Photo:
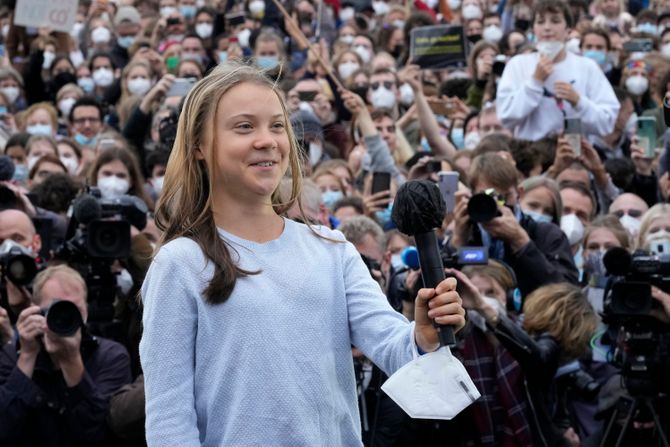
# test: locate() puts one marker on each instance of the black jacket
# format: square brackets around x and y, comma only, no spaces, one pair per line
[43,411]
[545,259]
[539,359]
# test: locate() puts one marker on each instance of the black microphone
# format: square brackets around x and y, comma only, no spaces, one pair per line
[418,209]
[6,169]
[617,261]
[86,209]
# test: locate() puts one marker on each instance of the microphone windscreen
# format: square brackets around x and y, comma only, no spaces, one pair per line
[87,209]
[617,261]
[410,257]
[6,169]
[418,207]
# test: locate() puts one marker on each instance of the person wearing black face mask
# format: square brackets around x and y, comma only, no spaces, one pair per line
[538,252]
[61,72]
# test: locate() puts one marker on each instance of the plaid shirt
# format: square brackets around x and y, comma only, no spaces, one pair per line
[500,414]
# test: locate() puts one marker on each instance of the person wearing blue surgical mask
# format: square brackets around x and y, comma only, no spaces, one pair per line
[540,199]
[268,51]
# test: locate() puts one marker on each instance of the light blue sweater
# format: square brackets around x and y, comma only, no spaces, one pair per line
[271,366]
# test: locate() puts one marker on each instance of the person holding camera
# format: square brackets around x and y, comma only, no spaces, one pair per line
[538,252]
[55,386]
[557,325]
[16,228]
[539,90]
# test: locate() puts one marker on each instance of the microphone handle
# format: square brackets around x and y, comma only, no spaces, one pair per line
[432,273]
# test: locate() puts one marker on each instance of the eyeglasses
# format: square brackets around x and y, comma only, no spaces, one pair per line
[83,120]
[632,213]
[387,84]
[389,129]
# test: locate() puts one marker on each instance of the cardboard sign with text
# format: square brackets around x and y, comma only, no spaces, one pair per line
[438,46]
[58,15]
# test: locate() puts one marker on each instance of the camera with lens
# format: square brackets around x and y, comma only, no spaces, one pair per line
[640,342]
[99,234]
[582,383]
[483,207]
[629,291]
[104,226]
[63,318]
[17,263]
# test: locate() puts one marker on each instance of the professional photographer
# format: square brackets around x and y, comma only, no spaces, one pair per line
[558,323]
[538,252]
[17,238]
[55,386]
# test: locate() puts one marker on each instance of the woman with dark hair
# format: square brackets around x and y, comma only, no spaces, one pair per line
[116,172]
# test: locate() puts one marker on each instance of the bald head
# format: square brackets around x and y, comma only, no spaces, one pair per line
[630,204]
[17,226]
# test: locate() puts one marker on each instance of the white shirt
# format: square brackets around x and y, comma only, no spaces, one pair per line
[528,107]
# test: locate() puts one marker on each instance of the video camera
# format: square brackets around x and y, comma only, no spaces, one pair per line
[98,235]
[104,226]
[16,263]
[641,342]
[63,318]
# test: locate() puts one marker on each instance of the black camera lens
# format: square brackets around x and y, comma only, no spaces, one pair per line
[63,318]
[482,208]
[21,269]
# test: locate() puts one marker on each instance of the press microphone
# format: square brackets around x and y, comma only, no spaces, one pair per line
[418,209]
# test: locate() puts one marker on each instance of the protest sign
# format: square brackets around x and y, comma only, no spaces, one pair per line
[57,15]
[437,46]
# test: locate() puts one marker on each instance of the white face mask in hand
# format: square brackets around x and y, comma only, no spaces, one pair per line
[550,49]
[433,386]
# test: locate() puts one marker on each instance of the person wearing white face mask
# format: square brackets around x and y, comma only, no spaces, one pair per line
[636,75]
[538,252]
[11,85]
[538,90]
[383,92]
[116,173]
[347,63]
[579,207]
[101,36]
[603,233]
[136,79]
[654,235]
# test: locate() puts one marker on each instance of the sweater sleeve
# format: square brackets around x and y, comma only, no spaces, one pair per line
[167,350]
[382,334]
[518,94]
[599,110]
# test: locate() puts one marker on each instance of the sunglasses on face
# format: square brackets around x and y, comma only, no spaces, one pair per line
[387,84]
[632,213]
[389,129]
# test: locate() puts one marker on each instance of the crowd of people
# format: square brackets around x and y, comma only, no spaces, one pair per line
[103,112]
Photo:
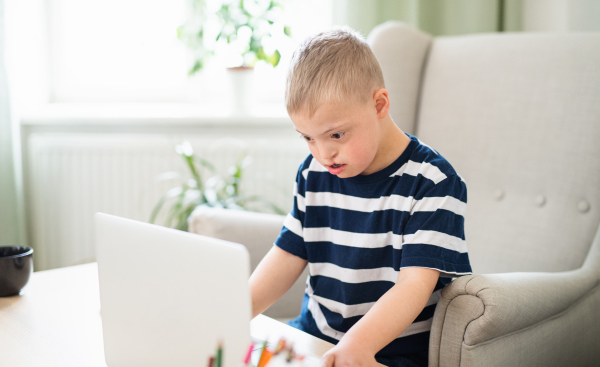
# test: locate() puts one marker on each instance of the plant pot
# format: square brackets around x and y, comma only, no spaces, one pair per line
[241,89]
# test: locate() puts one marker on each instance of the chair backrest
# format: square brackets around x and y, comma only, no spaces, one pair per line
[518,116]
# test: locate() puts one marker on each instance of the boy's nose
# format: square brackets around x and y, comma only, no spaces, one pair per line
[326,152]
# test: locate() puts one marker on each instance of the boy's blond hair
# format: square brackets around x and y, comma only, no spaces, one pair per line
[332,66]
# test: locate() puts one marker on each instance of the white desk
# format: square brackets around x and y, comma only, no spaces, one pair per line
[56,322]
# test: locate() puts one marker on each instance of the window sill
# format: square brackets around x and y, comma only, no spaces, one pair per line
[150,114]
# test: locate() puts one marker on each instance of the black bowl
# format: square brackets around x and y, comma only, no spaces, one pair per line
[16,265]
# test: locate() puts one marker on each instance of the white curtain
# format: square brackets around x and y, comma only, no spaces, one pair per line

**Task description:**
Give back the whole listing as it stands, minus its pictures.

**Result for this exercise:**
Photo:
# test: locate() puts one marker on each instance of the black jacket
# format: square brackets around x and y, comma only, no spaces, one pair per line
[43,411]
[545,259]
[539,359]
# test: locate() puts one marker on each instance of the black microphone
# format: square brackets around x and y, comma only, no spaces, one pair per line
[418,209]
[6,169]
[617,261]
[86,209]
# test: locate() puts one marker on each instance of the microphone windscreen
# format: square brackets around x and y, comma only, no spaces, one pair per line
[87,209]
[617,261]
[410,257]
[6,169]
[418,207]
# test: locate() puts one marker on each instance of the person wearing black face mask
# format: square brackets around x and y, comma only, no spaces, one pair per line
[538,252]
[61,72]
# test: locate() puts one marker on each instance of the plaid shirt
# format: square brackets around x and y, comma only, no spaces, one pair per line
[500,414]
# test: locate() puts one marker on each instance of the person wearing blue surgical mask
# format: square brackets around x and y, comma only, no spaces, one pair per line
[540,199]
[268,51]
# test: locate() puts one marker on each instance of the light blue sweater
# format: square brackets around x and y, comma only, no spaces, one pair per line
[271,366]
# test: locate() puts one marker on each instance of the person holding camera
# format: square brackets around x and y, comma only, no spaces, one pair per line
[538,252]
[55,386]
[557,325]
[16,228]
[539,90]
# test: locate() puts one marker on each instance of the microphone handle
# format: square brackets around x and y, comma only, no spaces, one pair per line
[432,273]
# test: locate() puts one marker on each instance of the eyeglasses
# format: square brackets around x and y, comma only, no spaces, one pair per line
[83,120]
[632,213]
[387,84]
[389,129]
# test: locate() puts one marker on each instance of the cardboard sign with text
# format: square brackets around x and y, comma only, no spaces, one pair per line
[438,46]
[58,15]
# test: locate() puts one marker on each instance of the camera with lens
# format: square brackets around x and y, comma only, no spaces, one pair per line
[640,342]
[99,234]
[582,383]
[483,207]
[629,291]
[104,226]
[63,318]
[17,263]
# test: locate() puts one marker on each instance of the professional photographer
# format: square brackets around x and y, comma only, no spaces, one pair per line
[558,323]
[538,252]
[17,238]
[55,386]
# test: locate() puts one marker on each instance of the woman with dark hair
# format: square brackets around x and y, comma only, no spaces, one pair per line
[116,172]
# test: locate() puts one marker on each instance of the bald head
# format: square brackets around x and y, comma only, no spaces, one pair per line
[630,204]
[17,226]
# test: locate() puts one marker on each instance of the white shirt
# format: square brackets around x and y, comma only, no spaces, one pair per line
[528,107]
# test: locate() puts one marker on each instance of the video camera
# format: square brackets around x and y, comma only, no spaces, one pair per line
[98,235]
[104,226]
[16,263]
[641,342]
[63,318]
# test: locate() puts one marker on each instance of the black camera lens
# format: square brackets around x and y, comma only, no spaces, one pair per line
[63,318]
[482,208]
[21,269]
# test: locate() puts one marker on each instance of the press microphone
# format: square brackets around x and y, comma only, no spaces, one pair per line
[418,209]
# test: locate() puts one marker on each instance of the protest sign
# format: square brackets around x and y, comma only, no spaces, one pair per line
[57,15]
[437,46]
# test: locate() puts one marker on each instance of the white face mask in hand
# format: square brackets around x and y, comma only, no spaces, one pair per line
[550,49]
[433,386]
# test: locate() puts one marker on each instance of the person wearing white face mask
# format: square brackets around x and y, comma only, no spaces, one pair per line
[636,75]
[538,252]
[11,85]
[538,90]
[383,92]
[116,173]
[347,63]
[579,207]
[101,36]
[603,233]
[136,79]
[654,235]
# test: locate() puts one marker on each instance of the sweater sleeve
# format: square brackets around x and y, comma only, no spaces, one pair per line
[167,350]
[382,334]
[518,94]
[599,110]
# test: locate() puts one marker on each instance of the sunglasses on face
# format: square brackets around x and y, comma only, no spaces, one pair per line
[387,84]
[632,213]
[389,129]
# test: locate() puts one marker on each instance of the crowd of people
# format: square brackets around x and y, comma only, no spaces, one pair per line
[103,112]
Photo:
# test: locate() puts one marker on each instance of the plant pot
# format: square brackets around x and y, comma only, no spaces, one pair per line
[241,89]
# test: locate() puts one marker on each instance of the chair backrest
# format: square brackets around x and y, comma only, no spaces, one pair per line
[518,116]
# test: locate() puts one marker on each instance of the boy's nose
# format: square brackets around x and y, comma only, no spaces, one pair per line
[326,152]
# test: locate() puts one marker on each instance of the boy's blond hair
# format: square brackets around x and y, comma only, no spaces, one pair per line
[332,66]
# test: locate() puts one marker on each instance of the white desk
# format: square brackets around x and y, comma only, no spaces, one pair per line
[56,322]
# test: locate() puts one marker on each instance of the window sill
# format: square brackets around x and y, comma only, no spaces, one pair per line
[150,114]
# test: locate() puts one marker on each instance of the black bowl
# format: square brackets around x and y, comma only, no spaces, one pair per line
[16,265]
# test: locate() puts one marker on each instance of the white curtain
# format: square brackets around x and y, comma only, no spaces, one pair per line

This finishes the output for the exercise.